Please pull out every line below that contains the word "green" and copy each one in full.

Record extracts →
• • • •

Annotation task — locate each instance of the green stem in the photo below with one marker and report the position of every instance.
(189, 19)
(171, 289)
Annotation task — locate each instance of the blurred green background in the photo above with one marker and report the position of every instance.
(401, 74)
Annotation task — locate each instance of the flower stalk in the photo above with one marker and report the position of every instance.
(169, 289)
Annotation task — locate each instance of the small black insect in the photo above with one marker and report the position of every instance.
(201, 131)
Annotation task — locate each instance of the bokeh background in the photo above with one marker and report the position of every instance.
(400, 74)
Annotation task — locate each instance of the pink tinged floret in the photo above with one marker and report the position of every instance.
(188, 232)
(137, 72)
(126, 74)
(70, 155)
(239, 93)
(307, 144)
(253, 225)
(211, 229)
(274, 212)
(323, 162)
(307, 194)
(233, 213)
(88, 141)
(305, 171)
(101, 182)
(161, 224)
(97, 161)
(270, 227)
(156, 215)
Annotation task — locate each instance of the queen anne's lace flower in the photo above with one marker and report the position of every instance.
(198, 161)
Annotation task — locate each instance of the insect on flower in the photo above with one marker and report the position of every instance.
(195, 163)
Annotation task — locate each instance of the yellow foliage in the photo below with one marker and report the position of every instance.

• • • •

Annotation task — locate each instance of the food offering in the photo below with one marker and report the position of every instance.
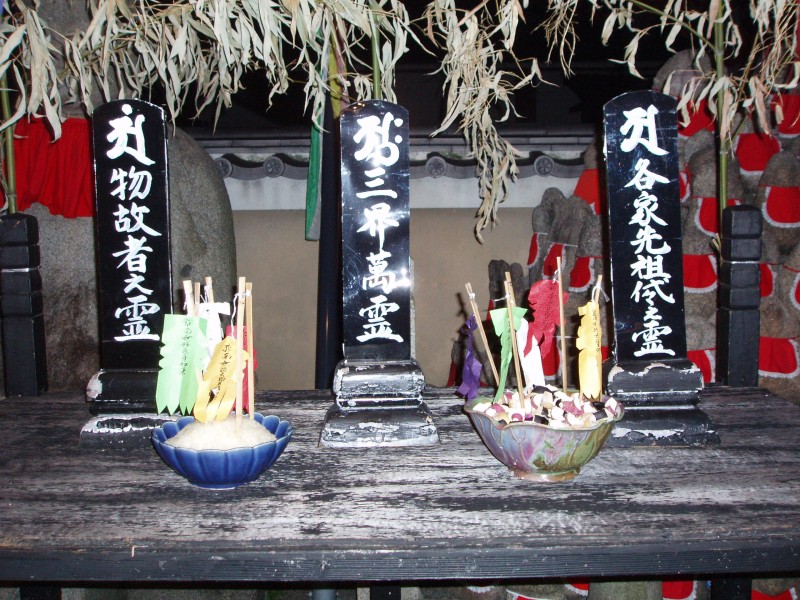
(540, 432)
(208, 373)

• • • •

Output for this task →
Annotation task — locate each instance of the green stem in the photo below with one marker and report the position of every instance.
Annotation task — locate each instance of the blurred green background in the photo above with one marker and report the position of every instance.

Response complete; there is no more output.